Exercise objective
Return, exactly and in full, the lines of the records below starting at the one with "If you would be willing to tag the bokeh" and ending at the one with "If you would be willing to tag the plant", and no other lines.

Input material START

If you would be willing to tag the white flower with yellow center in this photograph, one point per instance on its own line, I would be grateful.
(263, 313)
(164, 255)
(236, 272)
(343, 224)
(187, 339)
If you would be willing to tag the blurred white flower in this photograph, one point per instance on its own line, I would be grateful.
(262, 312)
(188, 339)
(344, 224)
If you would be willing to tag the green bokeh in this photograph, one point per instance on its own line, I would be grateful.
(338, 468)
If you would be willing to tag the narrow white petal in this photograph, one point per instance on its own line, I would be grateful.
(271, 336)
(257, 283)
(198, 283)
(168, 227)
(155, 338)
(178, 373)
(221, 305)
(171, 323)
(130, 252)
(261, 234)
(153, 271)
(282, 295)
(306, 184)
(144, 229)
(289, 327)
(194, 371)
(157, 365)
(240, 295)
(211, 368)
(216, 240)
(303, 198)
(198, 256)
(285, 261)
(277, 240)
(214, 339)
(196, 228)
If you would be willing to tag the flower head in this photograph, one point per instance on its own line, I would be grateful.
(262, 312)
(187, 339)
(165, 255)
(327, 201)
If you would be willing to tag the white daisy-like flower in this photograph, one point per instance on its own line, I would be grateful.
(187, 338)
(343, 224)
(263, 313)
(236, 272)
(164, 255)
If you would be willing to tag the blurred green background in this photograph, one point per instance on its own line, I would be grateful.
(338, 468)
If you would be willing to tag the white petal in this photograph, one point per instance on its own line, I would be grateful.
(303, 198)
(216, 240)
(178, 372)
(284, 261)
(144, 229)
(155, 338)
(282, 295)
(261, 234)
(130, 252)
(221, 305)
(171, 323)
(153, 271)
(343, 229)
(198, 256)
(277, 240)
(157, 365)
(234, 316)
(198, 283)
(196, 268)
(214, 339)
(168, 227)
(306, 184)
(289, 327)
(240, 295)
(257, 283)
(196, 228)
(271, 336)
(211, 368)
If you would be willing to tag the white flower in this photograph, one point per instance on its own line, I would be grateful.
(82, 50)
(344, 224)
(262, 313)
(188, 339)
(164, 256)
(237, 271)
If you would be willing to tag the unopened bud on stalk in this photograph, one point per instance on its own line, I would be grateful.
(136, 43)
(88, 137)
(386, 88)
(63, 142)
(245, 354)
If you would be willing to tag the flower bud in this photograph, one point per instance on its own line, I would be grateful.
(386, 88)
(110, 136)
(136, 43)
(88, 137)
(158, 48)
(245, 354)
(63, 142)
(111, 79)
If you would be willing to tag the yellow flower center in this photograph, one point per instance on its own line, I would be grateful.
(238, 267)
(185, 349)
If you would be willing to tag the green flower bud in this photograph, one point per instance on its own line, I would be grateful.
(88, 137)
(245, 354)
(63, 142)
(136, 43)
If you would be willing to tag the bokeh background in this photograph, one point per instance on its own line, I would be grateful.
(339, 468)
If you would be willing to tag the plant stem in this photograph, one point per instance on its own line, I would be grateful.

Input material END
Input material START

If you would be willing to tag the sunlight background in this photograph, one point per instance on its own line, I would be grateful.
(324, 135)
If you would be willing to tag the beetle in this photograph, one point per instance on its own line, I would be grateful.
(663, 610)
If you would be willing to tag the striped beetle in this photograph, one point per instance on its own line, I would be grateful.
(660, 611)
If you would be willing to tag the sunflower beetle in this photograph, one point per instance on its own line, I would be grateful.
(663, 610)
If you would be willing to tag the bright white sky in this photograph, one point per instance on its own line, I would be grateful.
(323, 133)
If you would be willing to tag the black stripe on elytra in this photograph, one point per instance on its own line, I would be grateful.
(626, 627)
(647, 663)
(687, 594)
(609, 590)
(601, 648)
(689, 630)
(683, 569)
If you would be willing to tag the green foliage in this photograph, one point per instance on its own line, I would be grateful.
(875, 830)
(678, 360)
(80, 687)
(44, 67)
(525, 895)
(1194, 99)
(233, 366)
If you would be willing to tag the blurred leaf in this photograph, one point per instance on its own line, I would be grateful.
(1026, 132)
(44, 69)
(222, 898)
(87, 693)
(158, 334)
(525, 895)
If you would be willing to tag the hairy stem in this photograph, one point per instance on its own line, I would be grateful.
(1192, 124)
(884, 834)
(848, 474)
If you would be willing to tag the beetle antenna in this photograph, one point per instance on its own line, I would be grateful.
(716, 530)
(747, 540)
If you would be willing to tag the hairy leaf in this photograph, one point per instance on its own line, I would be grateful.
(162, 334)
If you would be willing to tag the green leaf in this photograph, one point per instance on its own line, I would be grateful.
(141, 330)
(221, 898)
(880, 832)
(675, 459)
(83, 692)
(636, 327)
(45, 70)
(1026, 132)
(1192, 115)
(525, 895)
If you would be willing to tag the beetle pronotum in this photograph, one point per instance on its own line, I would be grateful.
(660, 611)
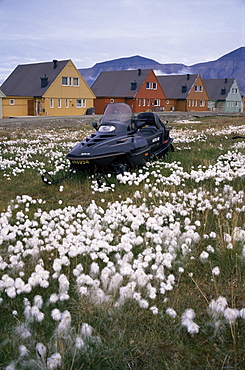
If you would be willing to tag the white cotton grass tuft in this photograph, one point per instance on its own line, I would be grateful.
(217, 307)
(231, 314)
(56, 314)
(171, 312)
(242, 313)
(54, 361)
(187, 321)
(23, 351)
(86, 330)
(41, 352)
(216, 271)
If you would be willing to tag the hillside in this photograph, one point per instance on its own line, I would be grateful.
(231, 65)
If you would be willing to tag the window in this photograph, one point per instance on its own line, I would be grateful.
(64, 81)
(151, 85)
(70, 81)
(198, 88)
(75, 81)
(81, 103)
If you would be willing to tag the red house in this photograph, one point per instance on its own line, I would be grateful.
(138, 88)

Input material END

Result of the task
If you would be willing to tag the bokeh background in this photograph, one point per instance on its own line, I would be grateful.
(339, 468)
If you would be willing to tag the plant stem in this photograph, one point per instance on its own line, I would be grateful.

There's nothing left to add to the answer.